> Quoted text
=====
I will be completely honest: I have not yet seen the film “Bohemian Rhapsody”, the new biopic about singer Freddie Mercury and the band Queen. Having been fortunate enough to have seen Queen in concert during the mid 70’s, I know that my opinion will be clouded by preconceptions and comparisons to the real deal. When I saw them in concert, it was at a relatively small venue that accommodated maybe 500 people as opposed to the later performance venues consisting of football stadiums that could fit 100,00 plus souls. It was a time when Freddie still sported that sexy shag hairdo that gave him the air of a sensuous Persian Prince and not the obnoxious crew cut and mustache which gave him the air of a convenience store employee working the night shift at 711 or a leather cruiser at the Catacomb Club of San Francisco.
But the story I am about to tell, no doubt transpired during this time; Since it was at this performance that Freddie was sporting onstage a fashion confection that was a result of a creative collaboration between himself and another product of London’s early 70’s glam scene: Fashion Designer Zhandra Rhodes.
Now a bit about Dame Zhandra first: She is one of these creative dynamos who moved back and forth seamlessly between the wearable art world and high society fashion. She was a textile artist who first came into the public consciousness by designing the engagement dress of Princess Anne (Charles’ Sister, Prince Harry’s Aunt). This was really quite an accomplishment at the time. Zhandra Rhodes was a product of London’s Swinging 60’s, while the Princess Royal still used her Mother the Queen’s couturier. So her choice of designers for the most important day of her life was nothing short of a youth quake and the result was an ethereal fashion fantasy which still holds up today.
From there Dame Zhandra went on to design costumes for early glam rock stars like Mark Bolan, then for operas, other royalty, celebrities etc etc. On personal note, I had briefly seen Ms Rhodes at an opening night performance of ‘Giocconda’ at the San Francisco Opera in 1979. She was wearing a lampshade on her head and her hair was dyed purple. Really. Quite a sight to behold. I had also seen several years later, her costumes for the San Diego Opera’a ‘The Magic Flute’. Her use of color and texture were a feast for the eyes but in no way upstaged Mozarts beautiful music.
=====
Labels for object points:
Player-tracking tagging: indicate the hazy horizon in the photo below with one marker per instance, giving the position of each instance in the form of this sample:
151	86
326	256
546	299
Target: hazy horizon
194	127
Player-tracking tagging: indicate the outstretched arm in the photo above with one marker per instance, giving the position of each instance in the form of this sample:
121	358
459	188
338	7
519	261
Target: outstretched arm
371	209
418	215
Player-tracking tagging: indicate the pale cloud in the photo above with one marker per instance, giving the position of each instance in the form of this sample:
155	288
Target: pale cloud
=====
> What is required
Please extract the passage of the essay on Queen and Zhandra Rhodes that starts at "From there Dame" and ends at "Mozarts beautiful music.", word for word.

> Problem solution
From there Dame Zhandra went on to design costumes for early glam rock stars like Mark Bolan, then for operas, other royalty, celebrities etc etc. On personal note, I had briefly seen Ms Rhodes at an opening night performance of ‘Giocconda’ at the San Francisco Opera in 1979. She was wearing a lampshade on her head and her hair was dyed purple. Really. Quite a sight to behold. I had also seen several years later, her costumes for the San Diego Opera’a ‘The Magic Flute’. Her use of color and texture were a feast for the eyes but in no way upstaged Mozarts beautiful music.